(Some records)
◆ ◆ ◆ ◆

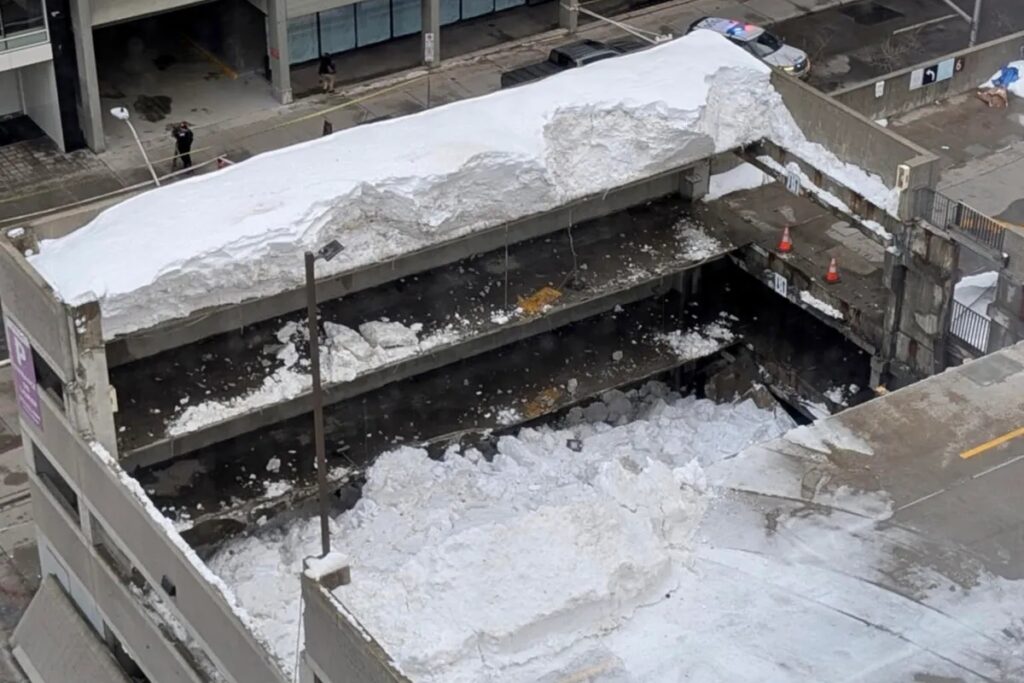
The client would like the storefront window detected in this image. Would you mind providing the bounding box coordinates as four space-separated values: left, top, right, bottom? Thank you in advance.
0 0 44 38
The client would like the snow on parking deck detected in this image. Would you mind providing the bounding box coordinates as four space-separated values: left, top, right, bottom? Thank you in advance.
30 31 897 339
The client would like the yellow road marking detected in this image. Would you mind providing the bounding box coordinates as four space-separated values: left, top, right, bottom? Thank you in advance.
961 427 1024 460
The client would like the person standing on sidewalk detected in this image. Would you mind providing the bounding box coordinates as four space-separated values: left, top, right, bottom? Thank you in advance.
171 121 194 169
317 52 337 92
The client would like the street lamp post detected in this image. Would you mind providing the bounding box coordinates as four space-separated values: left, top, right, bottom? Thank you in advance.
306 240 344 556
111 106 160 187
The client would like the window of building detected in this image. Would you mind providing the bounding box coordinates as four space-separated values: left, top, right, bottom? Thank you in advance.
0 0 47 50
32 442 82 524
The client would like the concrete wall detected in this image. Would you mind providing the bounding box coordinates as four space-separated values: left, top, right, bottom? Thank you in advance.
17 61 65 152
0 238 75 382
22 395 285 683
302 574 407 683
106 166 690 366
772 72 934 192
25 479 203 683
831 32 1024 119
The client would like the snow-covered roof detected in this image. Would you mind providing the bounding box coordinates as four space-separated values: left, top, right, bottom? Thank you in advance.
30 31 891 339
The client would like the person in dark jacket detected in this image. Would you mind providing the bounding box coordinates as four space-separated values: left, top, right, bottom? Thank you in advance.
171 121 194 168
317 52 337 92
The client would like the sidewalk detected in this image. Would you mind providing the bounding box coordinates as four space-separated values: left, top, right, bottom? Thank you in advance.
0 0 852 222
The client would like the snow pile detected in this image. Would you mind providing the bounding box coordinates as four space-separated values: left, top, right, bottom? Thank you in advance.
211 385 793 683
31 31 898 339
675 218 725 261
800 290 843 321
167 321 462 435
953 270 999 318
654 323 735 360
758 157 896 242
701 162 775 202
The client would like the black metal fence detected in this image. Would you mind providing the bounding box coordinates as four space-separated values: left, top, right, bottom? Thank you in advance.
949 300 992 355
914 188 1006 252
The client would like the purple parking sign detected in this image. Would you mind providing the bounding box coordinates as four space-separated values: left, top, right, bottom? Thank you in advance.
4 318 43 428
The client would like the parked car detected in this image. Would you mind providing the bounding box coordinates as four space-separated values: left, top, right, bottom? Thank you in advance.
686 16 811 78
502 40 624 88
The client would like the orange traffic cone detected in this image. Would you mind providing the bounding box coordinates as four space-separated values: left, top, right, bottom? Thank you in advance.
778 225 793 254
825 256 839 285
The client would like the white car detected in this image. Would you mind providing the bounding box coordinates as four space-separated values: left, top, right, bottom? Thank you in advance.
686 16 811 78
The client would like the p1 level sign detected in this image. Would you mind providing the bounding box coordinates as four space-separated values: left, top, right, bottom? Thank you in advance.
4 318 43 428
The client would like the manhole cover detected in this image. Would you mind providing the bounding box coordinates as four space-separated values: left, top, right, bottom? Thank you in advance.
839 2 903 26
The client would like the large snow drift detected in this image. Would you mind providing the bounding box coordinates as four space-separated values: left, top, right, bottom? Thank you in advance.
210 383 793 683
31 31 896 339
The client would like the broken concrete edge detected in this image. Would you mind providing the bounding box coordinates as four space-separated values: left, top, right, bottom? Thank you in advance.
122 250 733 471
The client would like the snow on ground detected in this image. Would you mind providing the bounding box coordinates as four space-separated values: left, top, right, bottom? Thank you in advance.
701 162 775 202
655 322 735 360
800 290 843 321
210 384 793 683
30 31 898 339
205 384 1024 683
167 321 462 435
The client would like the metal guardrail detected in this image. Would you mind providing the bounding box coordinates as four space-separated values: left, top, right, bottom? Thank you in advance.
949 300 992 355
914 188 1006 253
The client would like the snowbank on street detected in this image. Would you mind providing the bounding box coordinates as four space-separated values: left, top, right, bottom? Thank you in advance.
30 31 898 339
210 383 793 683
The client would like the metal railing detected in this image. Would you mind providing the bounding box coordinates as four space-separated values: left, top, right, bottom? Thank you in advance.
914 188 1006 252
949 300 992 355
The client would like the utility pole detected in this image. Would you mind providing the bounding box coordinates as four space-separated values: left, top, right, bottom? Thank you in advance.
306 240 344 557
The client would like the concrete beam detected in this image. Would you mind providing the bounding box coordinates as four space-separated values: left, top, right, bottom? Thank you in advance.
420 0 441 67
122 255 721 470
106 165 690 367
70 0 106 152
266 0 292 104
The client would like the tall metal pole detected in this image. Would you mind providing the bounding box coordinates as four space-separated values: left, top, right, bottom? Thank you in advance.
970 0 981 47
125 119 160 187
306 251 331 556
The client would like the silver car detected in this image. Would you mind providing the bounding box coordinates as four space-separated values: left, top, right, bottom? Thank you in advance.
686 16 811 78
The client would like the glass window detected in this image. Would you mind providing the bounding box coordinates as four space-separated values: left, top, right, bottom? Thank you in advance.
355 0 391 46
288 14 319 65
751 31 782 57
391 0 423 38
441 0 462 26
321 5 355 54
462 0 495 19
0 0 44 36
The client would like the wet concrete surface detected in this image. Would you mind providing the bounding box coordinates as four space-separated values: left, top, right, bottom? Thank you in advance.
111 199 728 454
772 0 970 92
136 263 868 546
696 182 888 348
889 93 1024 223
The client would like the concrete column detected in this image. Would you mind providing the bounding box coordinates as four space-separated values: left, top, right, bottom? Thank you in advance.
266 0 292 104
70 0 106 152
420 0 441 67
558 0 580 36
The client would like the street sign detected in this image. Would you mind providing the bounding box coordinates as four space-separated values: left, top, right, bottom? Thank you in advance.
910 57 964 90
4 318 43 429
423 31 434 63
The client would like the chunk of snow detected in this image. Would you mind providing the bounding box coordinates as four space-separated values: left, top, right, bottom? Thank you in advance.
30 31 898 339
210 387 793 683
701 162 775 202
800 290 843 321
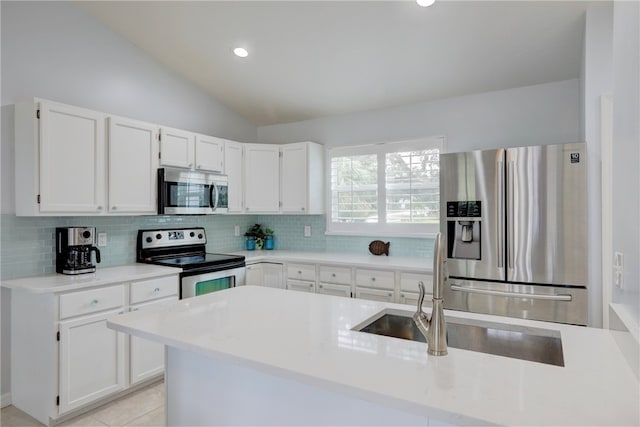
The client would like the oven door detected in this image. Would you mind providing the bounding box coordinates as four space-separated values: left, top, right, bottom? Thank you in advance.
180 267 245 299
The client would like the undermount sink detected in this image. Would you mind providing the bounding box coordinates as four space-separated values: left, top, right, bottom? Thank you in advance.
353 310 564 366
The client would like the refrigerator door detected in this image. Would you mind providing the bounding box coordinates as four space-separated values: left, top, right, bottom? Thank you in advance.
440 149 505 280
444 278 588 325
506 143 587 286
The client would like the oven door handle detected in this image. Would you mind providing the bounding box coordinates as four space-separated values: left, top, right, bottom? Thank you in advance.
209 182 220 211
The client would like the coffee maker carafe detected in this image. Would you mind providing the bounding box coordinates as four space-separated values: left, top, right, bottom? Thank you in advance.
56 227 100 274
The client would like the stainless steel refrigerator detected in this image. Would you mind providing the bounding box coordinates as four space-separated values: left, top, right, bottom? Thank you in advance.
440 143 588 325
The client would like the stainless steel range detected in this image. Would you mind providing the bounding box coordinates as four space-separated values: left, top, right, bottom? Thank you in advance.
136 227 245 299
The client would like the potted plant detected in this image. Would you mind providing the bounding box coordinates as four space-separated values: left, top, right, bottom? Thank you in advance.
244 224 274 251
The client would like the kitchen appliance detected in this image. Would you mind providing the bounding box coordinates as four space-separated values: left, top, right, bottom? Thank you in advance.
56 227 100 274
158 168 229 215
136 227 245 298
440 143 588 325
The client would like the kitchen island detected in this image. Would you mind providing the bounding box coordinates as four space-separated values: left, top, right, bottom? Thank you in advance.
108 286 640 425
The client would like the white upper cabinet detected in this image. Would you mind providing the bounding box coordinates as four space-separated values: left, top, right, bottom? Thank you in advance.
36 101 105 214
224 141 244 213
108 117 160 214
244 144 280 213
195 134 225 173
280 142 324 214
160 127 195 169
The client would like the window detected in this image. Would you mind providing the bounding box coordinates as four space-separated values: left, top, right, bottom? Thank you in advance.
327 137 444 237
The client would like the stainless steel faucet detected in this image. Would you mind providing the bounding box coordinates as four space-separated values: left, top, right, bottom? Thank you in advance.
413 233 447 356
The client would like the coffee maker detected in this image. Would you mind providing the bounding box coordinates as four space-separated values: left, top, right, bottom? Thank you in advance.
56 227 100 274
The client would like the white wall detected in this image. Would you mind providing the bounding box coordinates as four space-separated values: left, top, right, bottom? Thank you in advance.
613 1 640 326
582 2 613 327
0 1 257 402
258 79 581 151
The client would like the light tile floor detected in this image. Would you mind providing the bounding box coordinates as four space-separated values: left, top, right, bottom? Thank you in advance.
0 381 165 427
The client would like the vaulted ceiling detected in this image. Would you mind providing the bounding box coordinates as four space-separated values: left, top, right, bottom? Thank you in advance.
75 0 588 125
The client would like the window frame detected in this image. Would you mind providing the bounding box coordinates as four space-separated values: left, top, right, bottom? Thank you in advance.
325 135 446 238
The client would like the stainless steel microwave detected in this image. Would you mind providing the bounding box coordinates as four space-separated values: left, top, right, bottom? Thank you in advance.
158 168 229 215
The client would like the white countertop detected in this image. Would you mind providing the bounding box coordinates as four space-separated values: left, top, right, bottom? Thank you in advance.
1 264 182 293
228 250 433 272
108 286 640 426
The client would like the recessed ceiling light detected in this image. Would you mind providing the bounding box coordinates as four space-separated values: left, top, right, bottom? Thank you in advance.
416 0 436 7
233 47 249 58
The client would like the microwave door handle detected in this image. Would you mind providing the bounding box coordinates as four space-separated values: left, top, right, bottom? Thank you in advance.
209 182 220 211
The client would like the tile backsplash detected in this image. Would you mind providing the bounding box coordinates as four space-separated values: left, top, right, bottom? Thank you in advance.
0 214 433 279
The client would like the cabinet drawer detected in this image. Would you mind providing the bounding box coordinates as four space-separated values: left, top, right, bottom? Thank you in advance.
287 280 316 293
131 276 178 304
319 265 351 285
287 264 316 282
356 268 395 289
60 285 124 319
400 273 433 293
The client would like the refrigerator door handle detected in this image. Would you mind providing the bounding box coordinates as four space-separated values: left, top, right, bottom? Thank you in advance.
507 160 516 272
451 285 572 301
496 160 504 268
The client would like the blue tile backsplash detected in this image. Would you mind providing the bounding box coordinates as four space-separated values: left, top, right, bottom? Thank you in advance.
0 214 433 279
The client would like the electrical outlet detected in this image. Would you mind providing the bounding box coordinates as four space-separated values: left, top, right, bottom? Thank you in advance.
613 252 624 289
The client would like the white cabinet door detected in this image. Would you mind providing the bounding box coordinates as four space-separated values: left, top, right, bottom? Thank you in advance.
244 144 280 213
244 263 262 286
224 141 244 212
160 127 195 169
195 134 224 173
129 296 178 384
316 283 351 298
108 117 160 214
356 286 394 302
262 262 285 289
36 101 105 214
59 309 126 414
280 143 308 213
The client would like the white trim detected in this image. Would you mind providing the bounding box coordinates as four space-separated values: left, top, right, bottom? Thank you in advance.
600 94 613 329
0 393 12 408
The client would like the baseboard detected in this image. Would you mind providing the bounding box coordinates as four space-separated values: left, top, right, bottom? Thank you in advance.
0 393 11 408
609 304 640 381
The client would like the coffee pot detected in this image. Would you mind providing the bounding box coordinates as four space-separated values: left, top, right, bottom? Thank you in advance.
56 227 100 274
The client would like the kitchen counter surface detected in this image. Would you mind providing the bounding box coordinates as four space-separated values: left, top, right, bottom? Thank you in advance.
1 264 182 293
108 286 640 426
228 250 433 273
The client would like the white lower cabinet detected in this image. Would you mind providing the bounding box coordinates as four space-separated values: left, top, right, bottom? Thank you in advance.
245 262 285 288
59 309 126 414
11 274 180 425
316 283 351 298
129 296 178 384
356 286 394 302
287 279 316 293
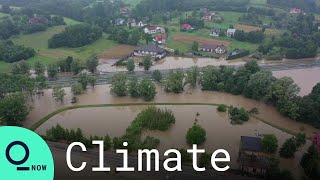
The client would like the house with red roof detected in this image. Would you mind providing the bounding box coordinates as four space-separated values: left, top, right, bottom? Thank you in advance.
153 34 167 44
312 133 320 152
144 26 157 34
290 7 302 14
181 24 193 30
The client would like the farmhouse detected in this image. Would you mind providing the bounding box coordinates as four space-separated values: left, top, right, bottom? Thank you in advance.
133 45 166 59
127 18 137 27
199 44 227 54
209 28 221 37
239 136 269 176
181 24 193 30
119 7 130 14
153 34 167 44
114 18 125 26
227 28 237 37
202 12 212 21
290 7 302 14
211 14 223 22
312 133 320 152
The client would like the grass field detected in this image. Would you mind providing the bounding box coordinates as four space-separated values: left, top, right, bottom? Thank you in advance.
0 18 116 72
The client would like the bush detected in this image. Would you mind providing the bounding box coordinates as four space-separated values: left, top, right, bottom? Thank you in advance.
113 107 175 151
126 59 135 71
262 134 278 153
217 104 227 112
186 124 206 145
152 69 162 83
229 106 250 123
71 82 83 95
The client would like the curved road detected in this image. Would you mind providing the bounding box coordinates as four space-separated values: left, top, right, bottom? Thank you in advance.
48 60 320 87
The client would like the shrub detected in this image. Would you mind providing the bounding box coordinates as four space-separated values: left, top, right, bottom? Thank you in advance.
217 104 227 112
186 124 206 145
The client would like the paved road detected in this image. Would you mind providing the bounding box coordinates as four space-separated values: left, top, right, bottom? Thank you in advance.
48 61 320 87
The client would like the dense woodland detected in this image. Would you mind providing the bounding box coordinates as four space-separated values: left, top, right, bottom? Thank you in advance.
0 40 36 63
49 24 102 48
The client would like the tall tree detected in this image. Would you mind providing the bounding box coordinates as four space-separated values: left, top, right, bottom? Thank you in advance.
0 93 30 126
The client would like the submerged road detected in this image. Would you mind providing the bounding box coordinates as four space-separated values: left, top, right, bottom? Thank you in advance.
48 60 320 87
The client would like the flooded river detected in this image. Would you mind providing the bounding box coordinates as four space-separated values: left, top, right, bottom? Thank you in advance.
37 105 307 177
273 68 320 96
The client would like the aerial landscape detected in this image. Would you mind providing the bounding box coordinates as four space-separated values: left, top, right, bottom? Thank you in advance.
0 0 320 180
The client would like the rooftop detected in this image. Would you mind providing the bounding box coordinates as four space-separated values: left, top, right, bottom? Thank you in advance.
135 45 165 53
240 136 262 152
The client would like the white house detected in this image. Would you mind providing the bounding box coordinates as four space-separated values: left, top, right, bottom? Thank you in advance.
144 26 157 34
227 28 237 37
133 45 166 59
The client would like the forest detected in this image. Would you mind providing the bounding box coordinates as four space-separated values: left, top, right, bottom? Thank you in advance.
49 24 102 48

◆ ◆ ◆ ◆

§ Request:
Reproduce the listing above verbatim, starting with the line that contains "The client would like the shrub" and going on through the line that contains "48 61 320 87".

§ Exercise output:
The client would like the shrub detected in this image. Would you mind providing the bounding box coordinates as four space-separated values: left, top, right, bottom? Thank you in advance.
217 104 227 112
186 124 206 145
The client would like the paved road detected in this image. Would you mind providing the bounding box coordinates as four space-separated values: left, top, right, bottom? Thank you in advance.
48 61 320 87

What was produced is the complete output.